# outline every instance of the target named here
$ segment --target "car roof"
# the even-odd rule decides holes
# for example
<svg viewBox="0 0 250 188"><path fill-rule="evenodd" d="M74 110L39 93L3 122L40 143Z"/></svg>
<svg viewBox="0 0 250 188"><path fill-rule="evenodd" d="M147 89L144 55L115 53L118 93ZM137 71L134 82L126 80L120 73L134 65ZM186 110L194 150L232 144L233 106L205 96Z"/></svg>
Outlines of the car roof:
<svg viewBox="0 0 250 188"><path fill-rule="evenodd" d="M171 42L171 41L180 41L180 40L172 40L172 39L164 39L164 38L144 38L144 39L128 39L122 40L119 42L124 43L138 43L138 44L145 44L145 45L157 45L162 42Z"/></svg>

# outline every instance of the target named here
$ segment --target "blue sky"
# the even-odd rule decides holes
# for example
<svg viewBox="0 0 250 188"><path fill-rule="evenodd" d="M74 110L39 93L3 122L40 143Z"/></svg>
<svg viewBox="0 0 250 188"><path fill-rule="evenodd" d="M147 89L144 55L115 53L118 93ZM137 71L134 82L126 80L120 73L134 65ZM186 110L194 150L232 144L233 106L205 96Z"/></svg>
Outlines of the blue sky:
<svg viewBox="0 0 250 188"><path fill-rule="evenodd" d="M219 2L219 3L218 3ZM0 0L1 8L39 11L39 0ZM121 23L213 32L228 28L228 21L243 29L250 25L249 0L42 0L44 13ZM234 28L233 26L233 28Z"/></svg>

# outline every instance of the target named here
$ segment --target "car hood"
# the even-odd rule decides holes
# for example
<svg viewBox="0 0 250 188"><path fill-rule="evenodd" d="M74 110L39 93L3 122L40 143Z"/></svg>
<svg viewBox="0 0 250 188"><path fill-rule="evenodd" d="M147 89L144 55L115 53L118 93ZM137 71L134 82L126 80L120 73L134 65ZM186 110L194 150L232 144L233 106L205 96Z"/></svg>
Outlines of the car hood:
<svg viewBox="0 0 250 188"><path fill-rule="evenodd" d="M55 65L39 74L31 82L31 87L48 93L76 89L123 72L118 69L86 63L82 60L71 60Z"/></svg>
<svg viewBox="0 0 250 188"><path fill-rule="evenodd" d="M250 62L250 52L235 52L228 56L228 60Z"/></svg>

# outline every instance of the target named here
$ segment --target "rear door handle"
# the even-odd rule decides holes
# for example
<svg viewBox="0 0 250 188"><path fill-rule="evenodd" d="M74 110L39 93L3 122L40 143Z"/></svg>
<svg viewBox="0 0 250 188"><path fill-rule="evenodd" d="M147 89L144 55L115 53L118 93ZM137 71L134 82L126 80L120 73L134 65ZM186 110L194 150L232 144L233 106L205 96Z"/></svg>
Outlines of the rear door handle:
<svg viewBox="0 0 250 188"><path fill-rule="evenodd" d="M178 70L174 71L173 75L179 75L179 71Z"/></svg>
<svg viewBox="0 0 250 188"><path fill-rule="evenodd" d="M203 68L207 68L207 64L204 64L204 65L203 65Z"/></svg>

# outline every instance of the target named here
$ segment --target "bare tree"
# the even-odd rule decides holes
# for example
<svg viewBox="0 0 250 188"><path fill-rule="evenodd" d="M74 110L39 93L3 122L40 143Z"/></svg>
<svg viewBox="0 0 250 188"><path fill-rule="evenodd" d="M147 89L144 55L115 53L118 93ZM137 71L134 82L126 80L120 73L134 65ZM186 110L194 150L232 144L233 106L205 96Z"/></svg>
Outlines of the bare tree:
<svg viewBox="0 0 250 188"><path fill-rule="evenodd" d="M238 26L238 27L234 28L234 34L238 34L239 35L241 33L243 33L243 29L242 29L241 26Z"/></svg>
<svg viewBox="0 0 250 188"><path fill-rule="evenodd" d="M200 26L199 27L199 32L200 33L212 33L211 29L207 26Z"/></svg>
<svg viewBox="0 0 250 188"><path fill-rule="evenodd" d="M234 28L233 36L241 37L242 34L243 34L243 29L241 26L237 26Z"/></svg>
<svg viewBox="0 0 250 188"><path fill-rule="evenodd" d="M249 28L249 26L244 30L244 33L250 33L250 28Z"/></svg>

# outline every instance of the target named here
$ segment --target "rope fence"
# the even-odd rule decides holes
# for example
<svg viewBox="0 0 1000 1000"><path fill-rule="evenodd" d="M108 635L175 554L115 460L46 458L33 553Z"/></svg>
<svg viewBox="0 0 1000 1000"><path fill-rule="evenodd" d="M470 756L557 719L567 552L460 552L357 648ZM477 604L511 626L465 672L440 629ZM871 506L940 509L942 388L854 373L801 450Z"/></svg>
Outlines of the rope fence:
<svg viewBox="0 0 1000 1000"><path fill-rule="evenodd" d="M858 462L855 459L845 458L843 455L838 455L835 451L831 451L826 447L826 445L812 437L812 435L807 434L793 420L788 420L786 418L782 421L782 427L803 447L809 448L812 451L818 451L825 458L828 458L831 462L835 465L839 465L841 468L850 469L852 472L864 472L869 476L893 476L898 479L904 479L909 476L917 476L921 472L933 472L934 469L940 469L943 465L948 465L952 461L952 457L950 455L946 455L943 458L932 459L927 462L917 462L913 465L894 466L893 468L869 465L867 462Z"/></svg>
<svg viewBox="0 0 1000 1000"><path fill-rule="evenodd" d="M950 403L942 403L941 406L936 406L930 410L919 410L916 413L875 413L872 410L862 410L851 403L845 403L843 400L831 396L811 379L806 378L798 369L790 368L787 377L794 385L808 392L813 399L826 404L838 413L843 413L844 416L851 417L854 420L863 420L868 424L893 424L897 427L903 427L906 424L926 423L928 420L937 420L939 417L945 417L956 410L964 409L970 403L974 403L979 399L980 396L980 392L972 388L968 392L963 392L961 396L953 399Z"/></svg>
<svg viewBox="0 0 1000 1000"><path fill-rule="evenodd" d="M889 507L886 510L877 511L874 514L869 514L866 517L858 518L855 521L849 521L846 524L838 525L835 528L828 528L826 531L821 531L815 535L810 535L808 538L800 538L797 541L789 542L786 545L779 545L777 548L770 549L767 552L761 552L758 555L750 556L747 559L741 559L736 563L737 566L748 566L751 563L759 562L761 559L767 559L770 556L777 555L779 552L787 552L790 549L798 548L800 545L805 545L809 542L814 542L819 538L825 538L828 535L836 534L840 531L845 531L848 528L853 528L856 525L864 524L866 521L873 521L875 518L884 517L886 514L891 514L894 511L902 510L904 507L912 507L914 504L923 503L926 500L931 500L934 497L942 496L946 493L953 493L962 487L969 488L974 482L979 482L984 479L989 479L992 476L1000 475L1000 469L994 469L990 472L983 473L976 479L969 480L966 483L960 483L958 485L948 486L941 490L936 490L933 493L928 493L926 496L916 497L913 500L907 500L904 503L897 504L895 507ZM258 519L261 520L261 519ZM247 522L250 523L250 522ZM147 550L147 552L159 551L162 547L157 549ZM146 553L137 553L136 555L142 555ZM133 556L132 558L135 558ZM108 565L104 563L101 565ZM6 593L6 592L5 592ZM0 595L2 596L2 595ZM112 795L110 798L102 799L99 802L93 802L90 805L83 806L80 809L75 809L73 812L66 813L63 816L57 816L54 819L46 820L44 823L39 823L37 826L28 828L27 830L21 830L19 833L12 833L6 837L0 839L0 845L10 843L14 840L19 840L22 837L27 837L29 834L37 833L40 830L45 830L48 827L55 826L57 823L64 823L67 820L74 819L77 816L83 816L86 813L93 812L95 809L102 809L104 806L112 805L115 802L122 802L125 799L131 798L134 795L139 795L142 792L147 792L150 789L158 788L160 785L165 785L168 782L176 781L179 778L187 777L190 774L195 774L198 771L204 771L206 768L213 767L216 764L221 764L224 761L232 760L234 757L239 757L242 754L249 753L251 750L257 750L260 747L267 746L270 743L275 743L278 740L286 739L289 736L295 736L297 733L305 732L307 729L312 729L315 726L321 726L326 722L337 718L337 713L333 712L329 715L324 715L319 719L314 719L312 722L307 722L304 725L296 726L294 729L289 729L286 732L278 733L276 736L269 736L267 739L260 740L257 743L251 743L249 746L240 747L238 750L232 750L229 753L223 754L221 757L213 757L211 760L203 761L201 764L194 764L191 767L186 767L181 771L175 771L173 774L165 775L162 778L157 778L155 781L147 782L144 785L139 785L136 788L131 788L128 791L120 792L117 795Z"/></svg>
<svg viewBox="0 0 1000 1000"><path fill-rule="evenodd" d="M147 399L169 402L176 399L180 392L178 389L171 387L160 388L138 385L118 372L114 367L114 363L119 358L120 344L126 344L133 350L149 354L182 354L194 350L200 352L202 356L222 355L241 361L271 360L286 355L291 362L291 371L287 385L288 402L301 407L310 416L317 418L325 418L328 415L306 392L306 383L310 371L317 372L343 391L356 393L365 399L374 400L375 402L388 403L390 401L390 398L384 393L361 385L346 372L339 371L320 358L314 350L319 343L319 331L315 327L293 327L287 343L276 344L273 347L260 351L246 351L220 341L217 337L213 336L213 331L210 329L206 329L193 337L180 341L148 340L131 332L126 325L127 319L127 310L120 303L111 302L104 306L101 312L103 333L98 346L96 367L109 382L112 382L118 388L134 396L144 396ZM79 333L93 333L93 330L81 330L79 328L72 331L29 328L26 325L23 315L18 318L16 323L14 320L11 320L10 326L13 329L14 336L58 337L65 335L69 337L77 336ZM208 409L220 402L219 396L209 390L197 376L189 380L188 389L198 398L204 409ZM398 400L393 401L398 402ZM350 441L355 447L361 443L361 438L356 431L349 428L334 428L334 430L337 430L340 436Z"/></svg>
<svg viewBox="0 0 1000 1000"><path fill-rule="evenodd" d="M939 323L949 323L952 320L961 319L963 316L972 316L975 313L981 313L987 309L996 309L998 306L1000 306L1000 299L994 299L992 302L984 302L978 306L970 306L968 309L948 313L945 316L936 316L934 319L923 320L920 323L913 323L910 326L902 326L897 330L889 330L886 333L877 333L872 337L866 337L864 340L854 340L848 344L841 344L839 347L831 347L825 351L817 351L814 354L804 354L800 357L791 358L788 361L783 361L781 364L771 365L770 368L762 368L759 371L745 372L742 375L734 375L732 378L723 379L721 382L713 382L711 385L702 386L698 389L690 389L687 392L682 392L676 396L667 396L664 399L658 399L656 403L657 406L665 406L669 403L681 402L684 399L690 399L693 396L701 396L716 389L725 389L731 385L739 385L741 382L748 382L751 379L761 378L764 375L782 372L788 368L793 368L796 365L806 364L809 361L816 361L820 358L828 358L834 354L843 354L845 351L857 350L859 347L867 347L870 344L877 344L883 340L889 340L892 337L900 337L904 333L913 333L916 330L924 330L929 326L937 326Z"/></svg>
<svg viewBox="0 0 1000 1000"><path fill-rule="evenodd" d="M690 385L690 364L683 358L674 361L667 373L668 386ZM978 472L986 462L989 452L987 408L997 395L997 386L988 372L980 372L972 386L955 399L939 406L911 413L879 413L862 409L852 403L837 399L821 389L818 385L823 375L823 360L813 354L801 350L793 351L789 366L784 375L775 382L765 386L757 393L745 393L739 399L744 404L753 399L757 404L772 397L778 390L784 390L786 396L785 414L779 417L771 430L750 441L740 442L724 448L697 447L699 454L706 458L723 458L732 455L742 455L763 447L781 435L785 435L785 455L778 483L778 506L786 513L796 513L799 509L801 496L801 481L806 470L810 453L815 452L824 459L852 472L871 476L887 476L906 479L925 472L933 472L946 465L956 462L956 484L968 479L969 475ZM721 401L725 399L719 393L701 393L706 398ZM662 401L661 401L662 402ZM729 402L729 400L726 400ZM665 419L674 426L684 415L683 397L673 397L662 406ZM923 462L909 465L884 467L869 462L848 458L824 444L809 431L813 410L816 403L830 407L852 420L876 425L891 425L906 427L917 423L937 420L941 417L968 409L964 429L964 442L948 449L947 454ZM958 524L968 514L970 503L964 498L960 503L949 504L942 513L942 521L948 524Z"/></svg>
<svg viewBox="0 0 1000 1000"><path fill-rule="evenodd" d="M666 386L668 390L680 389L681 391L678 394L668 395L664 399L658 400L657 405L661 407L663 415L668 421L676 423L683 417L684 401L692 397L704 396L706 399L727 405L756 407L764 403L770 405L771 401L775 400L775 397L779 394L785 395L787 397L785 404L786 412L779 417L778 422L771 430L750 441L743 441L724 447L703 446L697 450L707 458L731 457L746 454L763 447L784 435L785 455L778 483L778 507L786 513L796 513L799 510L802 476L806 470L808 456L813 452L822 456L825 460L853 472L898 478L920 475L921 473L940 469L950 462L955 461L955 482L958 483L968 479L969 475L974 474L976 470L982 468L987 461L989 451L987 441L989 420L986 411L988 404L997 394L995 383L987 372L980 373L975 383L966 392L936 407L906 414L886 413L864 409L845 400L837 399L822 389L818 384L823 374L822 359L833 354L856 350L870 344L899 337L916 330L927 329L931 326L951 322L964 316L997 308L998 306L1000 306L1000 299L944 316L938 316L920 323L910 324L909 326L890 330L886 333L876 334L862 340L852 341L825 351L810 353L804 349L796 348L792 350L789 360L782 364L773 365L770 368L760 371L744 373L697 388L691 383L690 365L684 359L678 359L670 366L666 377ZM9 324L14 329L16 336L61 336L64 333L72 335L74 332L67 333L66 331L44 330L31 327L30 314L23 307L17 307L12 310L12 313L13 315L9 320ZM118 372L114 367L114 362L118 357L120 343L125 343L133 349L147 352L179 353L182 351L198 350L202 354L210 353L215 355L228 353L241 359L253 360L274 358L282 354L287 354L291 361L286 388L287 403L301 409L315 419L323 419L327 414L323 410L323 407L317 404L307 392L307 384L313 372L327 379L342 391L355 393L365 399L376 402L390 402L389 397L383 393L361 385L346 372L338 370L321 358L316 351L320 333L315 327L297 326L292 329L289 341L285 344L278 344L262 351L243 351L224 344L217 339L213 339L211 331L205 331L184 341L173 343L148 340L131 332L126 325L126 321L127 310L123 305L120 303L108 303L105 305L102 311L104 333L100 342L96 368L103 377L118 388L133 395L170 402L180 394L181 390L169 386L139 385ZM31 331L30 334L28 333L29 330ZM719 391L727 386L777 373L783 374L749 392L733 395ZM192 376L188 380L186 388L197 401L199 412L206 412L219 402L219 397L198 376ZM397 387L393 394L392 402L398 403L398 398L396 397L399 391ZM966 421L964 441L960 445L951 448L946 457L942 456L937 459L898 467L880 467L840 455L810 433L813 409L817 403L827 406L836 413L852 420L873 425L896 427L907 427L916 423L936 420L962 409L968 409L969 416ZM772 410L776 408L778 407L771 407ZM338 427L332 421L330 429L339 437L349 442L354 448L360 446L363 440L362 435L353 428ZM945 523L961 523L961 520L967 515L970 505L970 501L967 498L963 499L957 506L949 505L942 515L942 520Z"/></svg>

....

- Task goal: Look through the data above for the string "segment" and copy every line where it appears.

- Reply:
$ segment --target "car roof"
$ segment --target "blue sky"
$ segment --target "car hood"
$ segment --target "rear door handle"
$ segment --target "bare tree"
$ segment --target "rope fence"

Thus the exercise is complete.